> _PASAJE FACILITADO_
======

Las primeras imágenes de la nueva película de Juan José Campanella mezclan el suave olor a muerte de la comedia negra con la celebración de la necrofilia que siempre tiñe el verdadero amor por el cine. Imágenes de lo perdido, en resistente blanco y negro, habitan la casa de una leyenda del cine que guarda sus películas y fotografías como el más preciado de los tesoros. Pero entre esa veneración de antaño, con premios y estatuas que la confirman, aguardan los más temibles roedores dispuestos a dar el zarpazo. Es ese extraño juego entre el horror y la devoción, que hermana al cine y la vida eterna, lo que El cuento de las comadrejas capta hábilmente en sus primeras escenas.

======

> _EXTRACTOS DE DATOS_
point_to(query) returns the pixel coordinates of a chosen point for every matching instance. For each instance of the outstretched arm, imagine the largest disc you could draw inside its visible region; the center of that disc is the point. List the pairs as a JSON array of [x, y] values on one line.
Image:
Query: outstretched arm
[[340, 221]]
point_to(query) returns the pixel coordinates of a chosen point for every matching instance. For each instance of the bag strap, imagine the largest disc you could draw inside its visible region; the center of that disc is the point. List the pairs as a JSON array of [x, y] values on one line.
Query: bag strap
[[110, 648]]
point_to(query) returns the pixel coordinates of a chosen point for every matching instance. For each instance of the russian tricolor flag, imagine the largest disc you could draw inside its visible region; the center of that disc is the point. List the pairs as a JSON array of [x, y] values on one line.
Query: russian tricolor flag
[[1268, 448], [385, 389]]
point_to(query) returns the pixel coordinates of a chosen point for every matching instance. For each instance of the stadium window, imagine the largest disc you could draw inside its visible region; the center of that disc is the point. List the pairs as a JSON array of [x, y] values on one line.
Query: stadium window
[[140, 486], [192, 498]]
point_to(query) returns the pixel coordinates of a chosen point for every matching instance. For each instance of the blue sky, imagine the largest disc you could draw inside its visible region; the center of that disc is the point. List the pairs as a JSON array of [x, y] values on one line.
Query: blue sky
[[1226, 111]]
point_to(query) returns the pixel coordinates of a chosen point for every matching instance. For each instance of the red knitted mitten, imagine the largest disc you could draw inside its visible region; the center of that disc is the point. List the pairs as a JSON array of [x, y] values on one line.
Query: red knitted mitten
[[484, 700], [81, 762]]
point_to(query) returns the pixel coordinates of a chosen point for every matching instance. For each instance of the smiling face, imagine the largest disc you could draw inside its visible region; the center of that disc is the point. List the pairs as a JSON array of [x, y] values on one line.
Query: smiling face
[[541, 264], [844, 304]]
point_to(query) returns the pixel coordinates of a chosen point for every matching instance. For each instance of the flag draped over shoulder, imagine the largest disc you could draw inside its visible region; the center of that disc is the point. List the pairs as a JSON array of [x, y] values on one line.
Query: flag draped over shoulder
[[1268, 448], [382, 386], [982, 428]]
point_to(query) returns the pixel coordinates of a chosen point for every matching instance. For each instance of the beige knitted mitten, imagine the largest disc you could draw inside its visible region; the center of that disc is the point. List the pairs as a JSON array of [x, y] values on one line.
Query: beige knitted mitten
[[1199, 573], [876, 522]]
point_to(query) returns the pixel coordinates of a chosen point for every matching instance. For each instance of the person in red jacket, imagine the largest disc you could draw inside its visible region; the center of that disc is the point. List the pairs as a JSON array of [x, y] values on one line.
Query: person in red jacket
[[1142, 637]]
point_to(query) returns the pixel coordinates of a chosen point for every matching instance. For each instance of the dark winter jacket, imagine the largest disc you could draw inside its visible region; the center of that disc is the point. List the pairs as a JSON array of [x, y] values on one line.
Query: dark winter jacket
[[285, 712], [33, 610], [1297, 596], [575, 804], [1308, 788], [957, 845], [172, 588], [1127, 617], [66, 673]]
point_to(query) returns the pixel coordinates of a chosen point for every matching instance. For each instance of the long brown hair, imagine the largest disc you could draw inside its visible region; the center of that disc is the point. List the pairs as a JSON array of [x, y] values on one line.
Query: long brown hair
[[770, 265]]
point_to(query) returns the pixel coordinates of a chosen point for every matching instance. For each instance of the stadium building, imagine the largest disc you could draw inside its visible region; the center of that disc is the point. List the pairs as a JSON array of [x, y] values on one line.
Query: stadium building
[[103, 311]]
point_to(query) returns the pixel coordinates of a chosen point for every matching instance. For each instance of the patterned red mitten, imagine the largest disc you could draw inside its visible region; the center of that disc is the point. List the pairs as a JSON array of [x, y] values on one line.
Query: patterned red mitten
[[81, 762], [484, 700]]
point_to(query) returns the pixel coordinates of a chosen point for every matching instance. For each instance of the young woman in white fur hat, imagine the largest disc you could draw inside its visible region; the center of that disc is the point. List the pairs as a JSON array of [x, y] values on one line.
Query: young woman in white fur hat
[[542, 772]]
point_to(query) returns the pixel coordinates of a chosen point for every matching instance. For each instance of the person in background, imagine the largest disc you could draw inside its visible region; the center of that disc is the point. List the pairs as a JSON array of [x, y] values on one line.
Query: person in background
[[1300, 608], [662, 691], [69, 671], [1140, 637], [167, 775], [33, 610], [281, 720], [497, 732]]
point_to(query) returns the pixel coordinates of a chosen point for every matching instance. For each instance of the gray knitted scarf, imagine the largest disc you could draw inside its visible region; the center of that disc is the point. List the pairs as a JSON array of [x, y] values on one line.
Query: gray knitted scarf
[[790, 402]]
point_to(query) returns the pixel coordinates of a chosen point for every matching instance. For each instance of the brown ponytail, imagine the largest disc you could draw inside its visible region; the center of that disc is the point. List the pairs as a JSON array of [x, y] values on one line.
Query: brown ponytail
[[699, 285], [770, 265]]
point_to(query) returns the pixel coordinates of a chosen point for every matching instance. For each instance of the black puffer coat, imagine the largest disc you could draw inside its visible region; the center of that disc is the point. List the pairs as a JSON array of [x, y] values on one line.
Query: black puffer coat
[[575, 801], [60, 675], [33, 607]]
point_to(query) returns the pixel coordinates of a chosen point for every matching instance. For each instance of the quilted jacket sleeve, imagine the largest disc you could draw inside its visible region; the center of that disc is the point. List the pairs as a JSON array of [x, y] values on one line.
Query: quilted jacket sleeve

======

> _ACCIÓN REQUERIDA_
Indique si cada afirmación concuerda con el pasaje sobre El cuento de las comadrejas, respondiendo sí o no y citando literalmente las palabras del pasaje que lo deciden: (a) las imágenes de lo perdido aparecen en blanco y negro; (b) la leyenda del cine guarda sus películas y fotografías; (c) las primeras imágenes mezclan el olor a muerte con la comedia romántica.

> _TAREA RESUELTA_
(a) Sí: «Imágenes de lo perdido, en resistente blanco y negro».
(b) Sí: «guarda sus películas y fotografías como el más preciado de los tesoros».
(c) No: «el suave olor a muerte de la comedia negra».